Provided passage
====================
In article <184@cbw1.UUCP> brian@cbw1.UMD.EDU (Brian Cuthie) writes:
>In article <4274@killer.UUCP> mikeh@killer.UUCP (Michael Hammond) writes:
>>
[ Stuff about not getting a boot prompt with new driver deleted ]
>
>AH !!  The problem, that you are facing, is that the RLL drive has more than
>17 sectors per track and the ROM BIOS doesn't know that.
>
>It seems that the First stage bootstrap depends on the ROM BIOS routines to
>read the partion table and then to read the Second stage bootstrap from the
>first track of the active partition. 
 
As far as I know Microport relys on the ROM not only during boot but during
actual operation as well, at least this was what I've heard.

[ Stuff about hacking and burning a new ROM deleted ]
 
This may not be happy news if you have already puchased an RLL controller
but for those of you who have not there is a much better solution than
custom burning the BIOS. Adaptec's RLL contoller, called ACB-2372 has its
own BIOS that it will map into the drive table area, thus eliminating the
need for fiddling with a rom burner. This ability is geared toward DOS users
( under SCO you don't really need it, we have it disabled ) but it sounds
as though it might be just the thing for uport users as well.

For those interested, we are running the 2372 controller with two Micropolis
drives, a 1335 and I believe a 1330, under SCO 2.2.1. We disable the onboard
bios and format with WD's 2.1 release format program (it does RLL and I think
even ESDI). Interleave is 1 - 1. Given the nature of SCO's hdinit program you
don't even need to worry about cmos, we just leave the old 17sec. entries in
place. The Core test reports a throughput of 759K bytes/sec, performance under
Xenix is great although I have no hard comparative data to present at the 
moment. I highly recommend this route as an economical alternative to going
to full ESDI.

If anyone out there is adventursome enough to give this hardware a test with
Microport and can report on the results I would be very interested to hear
your findings. Oh, by the way, the Adaptec line of controllers are available
through Hamilton-Avnet. Single quantity on the 2372 was $145.

						Best of luck,

-- 
Jack F. Vogel
Turnkey Computer Consultants, Costa Mesa, CA
UUCP: ...{nosc|uunet}!turnkey!jack 
Internet: jack@turnkey.TCC.COM

zeeff@b-tech.UUCP (Jon Zeeff) (06/06/88)

In article <211@turnkey.TCC.COM> jack@turnkey.TCC.COM (Jack F. Vogel) writes:
>In article <184@cbw1.UUCP> brian@cbw1.UMD.EDU (Brian Cuthie) writes:

>If anyone out there is adventursome enough to give this hardware a test with
>Microport and can report on the results I would be very interested to hear
>your findings. Oh, by the way, the Adaptec line of controllers are available
>through Hamilton-Avnet. Single quantity on the 2372 was $145.
>

If anyone gets the Adaptec RLL controller to work on uport '386 unix w/o
a new bios, please let us know.



-- 
Jon Zeeff           		Branch Technology,
uunet!umix!b-tech!zeeff  	zeeff%b-tech.uucp@umix.cc.umich.edu

rbradbur@oracle.UUCP (Robert Bradbury) (06/06/88)
====================
Study questions
1/ Do these statements agree with the Usenet thread about RLL disk controllers? Answer yes or no for each, and quote the words of the thread that decide it. (a) The Adaptec 2372 cost $145 in single quantity. (b) The writer's setup uses an interleave of 2 to 1. (c) Under SCO, the writer keeps the controller's onboard BIOS enabled.
2/ List every person named in the Usenet thread about RLL disk controllers.
3/ Carry the Usenet thread about RLL disk controllers forward from its last line.

Provided data
====================
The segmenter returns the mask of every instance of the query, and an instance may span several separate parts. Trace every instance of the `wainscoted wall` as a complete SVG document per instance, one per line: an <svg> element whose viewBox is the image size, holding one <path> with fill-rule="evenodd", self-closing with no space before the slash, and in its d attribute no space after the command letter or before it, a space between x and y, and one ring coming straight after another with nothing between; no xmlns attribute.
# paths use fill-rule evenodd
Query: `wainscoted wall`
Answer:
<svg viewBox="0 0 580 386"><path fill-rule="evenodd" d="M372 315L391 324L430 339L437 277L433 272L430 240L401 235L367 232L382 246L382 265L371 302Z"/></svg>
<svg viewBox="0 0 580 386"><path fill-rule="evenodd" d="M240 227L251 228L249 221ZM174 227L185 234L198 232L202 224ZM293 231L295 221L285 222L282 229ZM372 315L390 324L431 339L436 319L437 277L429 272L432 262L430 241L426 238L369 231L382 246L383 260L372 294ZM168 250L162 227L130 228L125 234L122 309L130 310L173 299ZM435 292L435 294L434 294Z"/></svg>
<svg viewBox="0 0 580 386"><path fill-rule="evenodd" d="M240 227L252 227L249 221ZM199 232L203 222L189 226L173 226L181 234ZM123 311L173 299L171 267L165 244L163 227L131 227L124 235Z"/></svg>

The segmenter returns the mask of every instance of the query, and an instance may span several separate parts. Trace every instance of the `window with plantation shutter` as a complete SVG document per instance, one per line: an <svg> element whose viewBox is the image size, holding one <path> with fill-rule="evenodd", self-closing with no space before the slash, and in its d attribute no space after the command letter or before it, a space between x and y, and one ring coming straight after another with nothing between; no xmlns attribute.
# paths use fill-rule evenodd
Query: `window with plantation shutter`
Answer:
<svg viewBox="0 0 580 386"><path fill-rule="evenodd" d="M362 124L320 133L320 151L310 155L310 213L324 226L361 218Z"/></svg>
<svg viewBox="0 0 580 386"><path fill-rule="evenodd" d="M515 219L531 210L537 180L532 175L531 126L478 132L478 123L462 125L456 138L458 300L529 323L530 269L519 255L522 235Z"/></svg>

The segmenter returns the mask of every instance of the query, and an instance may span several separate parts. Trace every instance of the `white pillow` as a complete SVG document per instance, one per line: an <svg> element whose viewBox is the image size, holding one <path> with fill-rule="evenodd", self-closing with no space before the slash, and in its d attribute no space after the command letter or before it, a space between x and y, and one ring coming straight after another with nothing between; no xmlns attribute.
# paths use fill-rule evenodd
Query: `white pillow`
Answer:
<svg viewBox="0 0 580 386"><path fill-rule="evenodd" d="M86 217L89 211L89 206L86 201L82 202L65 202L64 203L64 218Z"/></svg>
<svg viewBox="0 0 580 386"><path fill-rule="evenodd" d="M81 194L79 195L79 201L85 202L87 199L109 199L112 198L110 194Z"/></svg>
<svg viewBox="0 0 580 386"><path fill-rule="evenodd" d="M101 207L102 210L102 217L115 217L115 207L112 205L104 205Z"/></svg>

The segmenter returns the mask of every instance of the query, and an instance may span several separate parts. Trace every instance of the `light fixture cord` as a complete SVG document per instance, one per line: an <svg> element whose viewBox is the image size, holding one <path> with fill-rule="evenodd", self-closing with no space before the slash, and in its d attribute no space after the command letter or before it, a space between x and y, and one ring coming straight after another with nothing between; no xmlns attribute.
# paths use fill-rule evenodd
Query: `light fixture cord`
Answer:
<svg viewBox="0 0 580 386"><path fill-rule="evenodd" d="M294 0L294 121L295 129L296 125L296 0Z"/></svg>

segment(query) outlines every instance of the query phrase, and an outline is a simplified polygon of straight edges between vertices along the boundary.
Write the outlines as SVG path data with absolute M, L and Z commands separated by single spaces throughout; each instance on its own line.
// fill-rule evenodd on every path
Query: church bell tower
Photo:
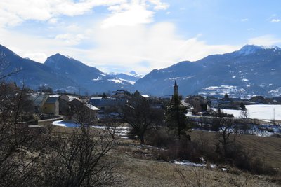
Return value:
M 175 81 L 175 84 L 174 85 L 174 95 L 178 95 L 178 87 L 176 84 L 176 81 Z

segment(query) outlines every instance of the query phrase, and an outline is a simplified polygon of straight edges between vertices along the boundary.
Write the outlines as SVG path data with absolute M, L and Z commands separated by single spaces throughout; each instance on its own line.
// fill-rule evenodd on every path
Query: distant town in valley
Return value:
M 281 186 L 280 7 L 0 0 L 0 187 Z

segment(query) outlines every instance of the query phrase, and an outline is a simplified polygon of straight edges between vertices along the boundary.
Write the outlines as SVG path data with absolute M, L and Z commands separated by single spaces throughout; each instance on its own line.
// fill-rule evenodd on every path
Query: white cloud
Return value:
M 147 10 L 144 6 L 137 3 L 109 8 L 114 11 L 114 13 L 103 21 L 102 25 L 103 28 L 117 25 L 134 26 L 152 22 L 154 12 Z
M 46 59 L 48 57 L 47 55 L 44 53 L 25 53 L 22 57 L 28 57 L 32 60 L 34 60 L 36 62 L 44 62 Z
M 182 60 L 197 60 L 211 54 L 237 50 L 240 46 L 208 45 L 198 36 L 186 39 L 177 35 L 174 24 L 162 22 L 135 27 L 115 26 L 93 29 L 96 48 L 85 54 L 88 64 L 105 67 L 117 66 L 125 70 L 148 73 Z M 108 71 L 108 69 L 107 69 Z
M 114 8 L 124 8 L 127 4 L 135 5 L 126 10 L 127 11 L 137 11 L 138 13 L 144 13 L 144 18 L 138 18 L 138 21 L 145 23 L 148 20 L 150 20 L 149 19 L 151 13 L 147 10 L 149 4 L 153 5 L 155 10 L 165 10 L 169 7 L 169 4 L 162 3 L 160 0 L 79 0 L 78 1 L 74 0 L 1 0 L 0 23 L 2 26 L 13 26 L 28 20 L 49 20 L 50 23 L 55 23 L 60 15 L 83 15 L 92 11 L 94 7 L 100 6 L 110 6 L 110 8 L 108 10 L 113 11 L 115 11 Z M 143 9 L 137 7 L 137 5 L 141 6 Z M 118 17 L 124 19 L 124 15 L 131 15 L 131 14 L 132 13 L 129 12 L 124 15 L 119 15 Z
M 66 42 L 68 45 L 77 45 L 84 39 L 85 36 L 81 34 L 62 34 L 57 35 L 55 38 L 56 40 L 62 40 Z
M 98 6 L 123 4 L 126 0 L 1 0 L 1 25 L 15 25 L 27 20 L 53 22 L 59 15 L 74 16 L 91 11 Z M 4 18 L 5 19 L 4 19 Z
M 270 22 L 281 22 L 280 19 L 272 19 Z
M 248 40 L 249 44 L 271 46 L 281 43 L 281 39 L 270 34 L 251 38 Z
M 168 4 L 161 2 L 160 0 L 148 0 L 148 1 L 155 6 L 155 10 L 166 10 L 169 7 Z
M 247 21 L 249 21 L 249 19 L 248 18 L 243 18 L 243 19 L 241 19 L 241 21 L 242 22 L 247 22 Z

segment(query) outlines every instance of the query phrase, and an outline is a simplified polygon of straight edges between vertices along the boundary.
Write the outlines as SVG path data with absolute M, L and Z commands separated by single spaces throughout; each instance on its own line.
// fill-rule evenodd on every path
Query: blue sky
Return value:
M 0 44 L 44 62 L 67 55 L 105 72 L 281 46 L 279 0 L 1 0 Z

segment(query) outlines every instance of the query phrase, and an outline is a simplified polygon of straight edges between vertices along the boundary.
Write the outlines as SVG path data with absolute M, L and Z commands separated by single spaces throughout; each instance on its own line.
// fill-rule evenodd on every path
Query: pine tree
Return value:
M 185 114 L 186 109 L 181 104 L 181 99 L 178 95 L 173 96 L 171 101 L 166 107 L 166 123 L 169 130 L 175 130 L 181 139 L 185 135 L 188 129 L 188 119 Z

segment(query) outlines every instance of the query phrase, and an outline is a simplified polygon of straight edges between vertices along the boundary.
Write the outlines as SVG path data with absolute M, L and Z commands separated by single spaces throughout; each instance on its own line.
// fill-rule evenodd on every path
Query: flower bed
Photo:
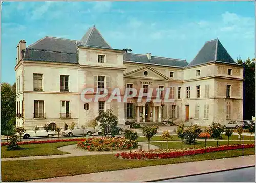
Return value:
M 82 138 L 76 138 L 76 139 L 60 139 L 60 140 L 39 140 L 36 141 L 22 141 L 18 142 L 18 145 L 24 145 L 24 144 L 45 144 L 47 143 L 55 143 L 59 142 L 70 142 L 70 141 L 80 141 L 83 139 Z M 10 144 L 10 142 L 2 142 L 1 143 L 1 146 L 6 146 Z
M 134 149 L 138 147 L 138 143 L 129 141 L 125 138 L 88 138 L 79 142 L 77 147 L 89 151 L 108 151 Z
M 234 150 L 240 149 L 246 149 L 254 148 L 254 144 L 234 144 L 229 146 L 223 145 L 217 147 L 209 147 L 206 148 L 200 148 L 196 149 L 163 149 L 163 150 L 152 150 L 150 151 L 135 151 L 132 153 L 122 152 L 120 154 L 117 153 L 116 157 L 122 157 L 126 159 L 165 159 L 172 158 L 179 158 L 196 154 L 204 154 L 209 152 L 221 151 L 228 150 Z

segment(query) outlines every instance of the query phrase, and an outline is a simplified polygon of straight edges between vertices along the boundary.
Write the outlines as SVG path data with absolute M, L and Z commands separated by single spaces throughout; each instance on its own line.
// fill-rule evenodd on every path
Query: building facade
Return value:
M 208 126 L 242 120 L 243 66 L 218 39 L 206 42 L 189 64 L 113 49 L 94 26 L 80 41 L 46 36 L 26 47 L 21 40 L 15 70 L 17 126 L 26 129 L 47 123 L 84 125 L 108 109 L 121 124 L 169 120 Z M 109 93 L 84 102 L 82 97 L 96 97 L 96 90 L 82 95 L 88 88 Z M 123 98 L 127 88 L 143 88 L 145 94 L 152 89 L 152 99 L 137 94 L 127 101 L 108 101 L 115 88 Z M 155 102 L 156 88 L 169 88 L 172 102 L 164 101 L 165 90 Z

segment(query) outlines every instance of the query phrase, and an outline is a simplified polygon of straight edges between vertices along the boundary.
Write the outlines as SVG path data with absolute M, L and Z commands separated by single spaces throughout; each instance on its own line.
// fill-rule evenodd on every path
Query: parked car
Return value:
M 48 132 L 48 138 L 52 138 L 56 135 L 56 132 L 50 131 Z M 35 137 L 35 131 L 33 130 L 28 130 L 22 134 L 23 139 L 29 139 L 30 137 Z M 43 127 L 39 127 L 39 130 L 35 133 L 36 137 L 45 137 L 47 138 L 47 132 L 45 130 Z
M 72 137 L 74 136 L 80 136 L 83 135 L 83 134 L 87 135 L 88 136 L 91 136 L 92 134 L 96 132 L 94 129 L 92 128 L 87 128 L 84 130 L 84 133 L 83 133 L 83 129 L 81 126 L 76 126 L 75 128 L 71 131 L 70 129 L 68 129 L 66 131 L 62 130 L 61 134 L 65 137 Z

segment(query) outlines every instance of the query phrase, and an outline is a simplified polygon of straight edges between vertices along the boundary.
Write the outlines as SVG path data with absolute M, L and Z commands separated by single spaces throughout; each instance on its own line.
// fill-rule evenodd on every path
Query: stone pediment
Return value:
M 147 72 L 147 75 L 146 75 Z M 138 69 L 125 73 L 123 75 L 126 77 L 140 78 L 143 79 L 153 79 L 169 81 L 168 77 L 161 74 L 149 66 L 145 66 Z

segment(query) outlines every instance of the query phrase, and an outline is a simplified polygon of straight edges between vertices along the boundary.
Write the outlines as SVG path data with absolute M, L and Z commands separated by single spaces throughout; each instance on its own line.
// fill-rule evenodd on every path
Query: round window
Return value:
M 84 109 L 87 111 L 89 109 L 89 104 L 88 103 L 84 104 L 84 106 L 83 106 L 83 107 L 84 107 Z

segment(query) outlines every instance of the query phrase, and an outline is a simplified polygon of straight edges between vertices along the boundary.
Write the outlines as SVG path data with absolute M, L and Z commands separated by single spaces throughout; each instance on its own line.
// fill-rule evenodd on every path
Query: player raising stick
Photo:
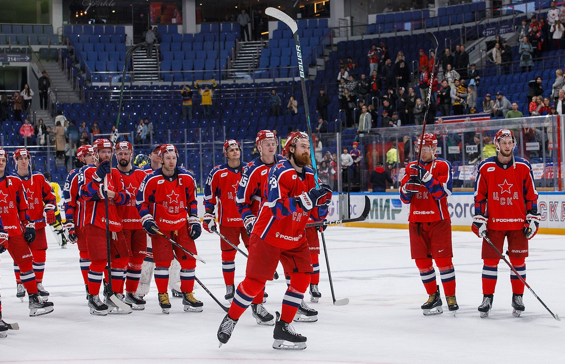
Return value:
M 410 204 L 410 253 L 429 295 L 421 306 L 424 315 L 428 316 L 443 312 L 432 259 L 440 270 L 447 308 L 456 311 L 459 306 L 451 262 L 451 221 L 447 211 L 447 196 L 453 187 L 451 165 L 445 159 L 434 157 L 437 146 L 434 135 L 426 133 L 423 137 L 416 143 L 416 149 L 421 148 L 420 160 L 406 166 L 406 175 L 401 182 L 400 199 Z
M 198 217 L 196 183 L 192 173 L 177 166 L 179 152 L 175 146 L 163 144 L 159 155 L 163 166 L 145 177 L 136 198 L 143 228 L 151 235 L 159 304 L 164 313 L 169 313 L 168 269 L 176 256 L 181 266 L 180 289 L 184 310 L 200 312 L 202 302 L 194 298 L 193 292 L 196 260 L 155 231 L 160 231 L 190 252 L 197 253 L 194 240 L 200 236 L 202 226 Z
M 265 186 L 267 199 L 253 226 L 245 278 L 240 283 L 228 314 L 218 331 L 220 345 L 229 340 L 233 328 L 253 299 L 273 279 L 280 260 L 290 283 L 282 299 L 280 319 L 275 326 L 273 348 L 302 350 L 306 338 L 297 334 L 292 322 L 310 283 L 312 260 L 304 228 L 311 215 L 316 221 L 327 215 L 331 201 L 329 186 L 316 189 L 308 134 L 295 131 L 286 139 L 283 154 L 288 160 L 273 166 Z
M 494 145 L 498 155 L 479 165 L 472 227 L 479 237 L 486 236 L 499 252 L 503 251 L 506 237 L 510 264 L 525 279 L 528 240 L 536 235 L 540 225 L 533 173 L 528 161 L 514 156 L 514 133 L 508 129 L 498 130 L 494 135 Z M 479 311 L 481 317 L 486 317 L 492 308 L 500 256 L 484 239 L 482 257 L 483 303 Z M 524 310 L 524 283 L 512 271 L 510 283 L 512 314 L 518 317 Z

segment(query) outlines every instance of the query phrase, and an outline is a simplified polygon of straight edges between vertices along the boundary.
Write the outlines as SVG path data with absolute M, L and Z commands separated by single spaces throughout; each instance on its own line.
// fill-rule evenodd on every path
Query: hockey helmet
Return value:
M 308 134 L 304 131 L 293 131 L 286 137 L 286 142 L 284 143 L 284 148 L 282 148 L 282 155 L 288 158 L 290 156 L 290 151 L 289 148 L 296 146 L 296 143 L 301 139 L 306 139 L 310 141 Z
M 239 142 L 234 139 L 225 141 L 225 143 L 224 143 L 224 156 L 227 157 L 228 152 L 236 148 L 241 150 L 241 144 L 240 144 Z

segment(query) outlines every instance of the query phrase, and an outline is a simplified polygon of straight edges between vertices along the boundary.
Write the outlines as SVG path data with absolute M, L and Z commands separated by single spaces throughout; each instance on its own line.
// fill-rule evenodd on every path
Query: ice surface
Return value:
M 307 302 L 319 312 L 319 319 L 294 323 L 297 331 L 308 337 L 308 347 L 293 352 L 273 350 L 272 327 L 255 323 L 250 310 L 241 317 L 229 342 L 219 348 L 216 332 L 225 313 L 199 288 L 195 296 L 205 305 L 200 313 L 184 312 L 180 299 L 176 298 L 171 298 L 171 313 L 162 313 L 153 283 L 144 311 L 90 315 L 76 245 L 60 249 L 48 231 L 44 286 L 55 303 L 53 313 L 28 316 L 27 299 L 23 304 L 15 297 L 12 260 L 7 253 L 2 255 L 3 318 L 18 322 L 20 329 L 0 339 L 0 362 L 563 362 L 563 324 L 554 320 L 527 290 L 526 310 L 521 317 L 512 317 L 510 269 L 503 262 L 498 266 L 490 315 L 480 318 L 480 241 L 471 233 L 454 231 L 453 236 L 460 308 L 454 317 L 444 300 L 443 314 L 425 317 L 420 305 L 427 295 L 410 257 L 407 230 L 329 227 L 325 237 L 336 298 L 349 297 L 350 301 L 346 306 L 332 304 L 322 252 L 322 298 L 315 304 L 306 295 Z M 206 232 L 197 240 L 198 253 L 208 264 L 199 262 L 196 274 L 223 301 L 218 242 L 216 235 Z M 563 236 L 538 235 L 530 248 L 528 282 L 554 312 L 565 313 Z M 236 282 L 243 277 L 245 261 L 238 254 Z M 265 306 L 272 313 L 280 310 L 286 290 L 280 266 L 279 273 L 281 278 L 267 285 Z

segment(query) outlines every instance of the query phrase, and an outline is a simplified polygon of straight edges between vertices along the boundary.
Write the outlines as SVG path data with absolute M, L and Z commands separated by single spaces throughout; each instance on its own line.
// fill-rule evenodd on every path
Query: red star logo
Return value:
M 506 179 L 505 179 L 504 183 L 501 185 L 499 185 L 498 187 L 500 187 L 500 194 L 502 195 L 505 192 L 507 192 L 509 194 L 511 195 L 512 192 L 510 191 L 510 187 L 511 187 L 514 185 L 511 185 L 506 182 Z
M 169 203 L 172 204 L 173 201 L 175 203 L 179 203 L 179 195 L 175 193 L 174 191 L 171 191 L 170 195 L 167 195 L 167 197 L 169 198 Z

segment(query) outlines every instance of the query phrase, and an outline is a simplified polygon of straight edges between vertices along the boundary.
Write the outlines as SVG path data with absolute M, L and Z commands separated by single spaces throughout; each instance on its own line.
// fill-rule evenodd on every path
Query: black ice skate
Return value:
M 277 321 L 273 332 L 273 349 L 277 350 L 304 350 L 306 348 L 306 337 L 297 334 L 288 322 L 281 321 L 277 313 Z
M 90 308 L 90 314 L 105 316 L 108 314 L 108 306 L 100 300 L 98 295 L 88 295 L 88 306 Z
M 182 304 L 186 312 L 202 312 L 204 305 L 201 301 L 194 298 L 194 293 L 182 293 Z
M 16 286 L 16 297 L 24 301 L 24 297 L 25 297 L 25 287 L 22 283 L 18 283 Z
M 29 298 L 29 315 L 31 317 L 46 315 L 53 312 L 53 302 L 44 301 L 39 293 L 33 293 L 28 295 Z
M 275 324 L 275 317 L 269 313 L 263 304 L 251 304 L 251 313 L 259 324 L 269 326 Z
M 483 295 L 483 303 L 477 309 L 481 313 L 481 317 L 486 317 L 490 312 L 490 309 L 493 308 L 493 299 L 494 295 Z M 512 300 L 512 306 L 514 306 L 514 300 Z
M 236 293 L 236 286 L 233 284 L 226 284 L 225 285 L 225 296 L 224 296 L 224 299 L 229 301 L 229 303 L 232 303 L 232 300 L 233 299 L 233 295 Z
M 225 344 L 229 340 L 236 323 L 237 320 L 233 319 L 228 314 L 224 317 L 221 323 L 220 324 L 220 327 L 218 329 L 218 340 L 220 341 L 219 348 L 221 347 L 222 344 Z
M 308 307 L 302 300 L 293 321 L 294 322 L 315 322 L 318 321 L 318 311 Z
M 318 302 L 321 297 L 321 293 L 318 289 L 318 284 L 310 283 L 310 301 Z
M 520 314 L 525 310 L 524 307 L 524 301 L 522 300 L 521 295 L 512 293 L 512 315 L 515 317 L 520 317 Z
M 171 310 L 171 301 L 169 300 L 169 293 L 166 292 L 164 293 L 157 293 L 159 297 L 159 305 L 161 306 L 161 310 L 163 313 L 168 313 Z
M 131 305 L 132 310 L 141 311 L 145 309 L 145 300 L 139 296 L 136 292 L 125 293 L 125 303 Z
M 440 296 L 440 286 L 438 286 L 436 293 L 430 295 L 428 300 L 421 305 L 424 315 L 433 316 L 441 314 L 444 313 L 444 309 L 441 307 L 442 304 L 441 297 Z

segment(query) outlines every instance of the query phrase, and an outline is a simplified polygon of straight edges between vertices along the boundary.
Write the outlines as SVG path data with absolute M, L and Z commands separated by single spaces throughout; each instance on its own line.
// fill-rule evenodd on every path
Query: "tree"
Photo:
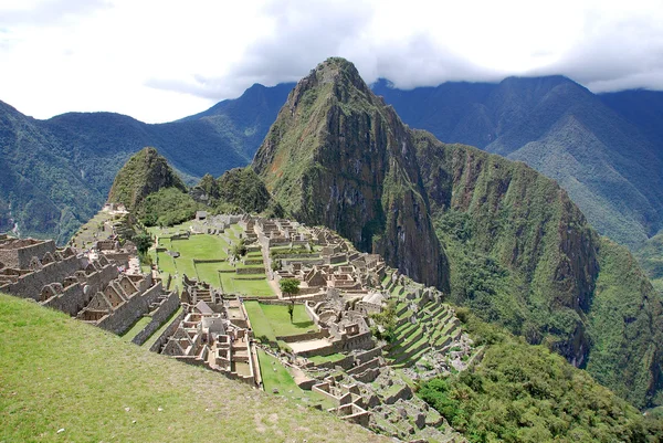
====================
Outputs by task
1/
(a) Yes: "Single quantity on the 2372 was $145."
(b) No: "Interleave is 1 - 1."
(c) No: "We disable the onboard bios"

2/
Brian Cuthie
Michael Hammond
Jack F. Vogel
Jon Zeeff
Robert Bradbury

3/
I am running a Compaq 386/16 with a WD1007A-WAH controller attached to
a Miniscribe 9380 Drive (15 hds, 34 sec/trk, 1224 trks) with about 195 Mb
available to UNIX and 64 Mb (in 2 partitions) available to DOS.  I am
running UNIX 5.3 R2.2 with the new ESDI disk driver (beta release) and
have Merge 1.0 running under it.

... and believe me it was a S!$% load of work to get it working.  I think
I reloaded the system a total of 9 times from floppies.

My recomendations would be:

 - Get a good controller (like the WD1007).  It handles 1:1 interleave,
   has an on-board track cache, an on-board BIOS to format the disk, 
   setup alternate sectors (in the same track) from the manufacturers
   defect list or can scan the entire disk if necessary.  It increases
   disk I/O speed on my machine from something like 323Kb/sec to 793Kb/sec
   (using the Coretest utility).  I think it cost me $220 from my local
   Western Digital distributor.

 - Throw out the standard Microport INSTALL script.  It isn't going to
   configure it the way you want anyway.  The standard UNIX layout has
   the boot cylinder (with the VTOC & Alternate sectors), followed by DOS,
   followed by UNIX.  It makes much more sense if you have to assign
   alternate sectors (in UNIX) to have the UNIX partitions as close to
   the alternates as possible and stick the DOS partition(s) after UNIX.
   The best way to do this is to make a copy of the boot disk, setup the
   files /tmp/partitions, /tmp/fdisk.data and /tmp/mkfs.data on it the
   way you want your disk configured and then edit the install script
   to use them (instead of using disksetup).  The 3 key steps are:
      - use mkpart to initialize the boot cylinder (-i)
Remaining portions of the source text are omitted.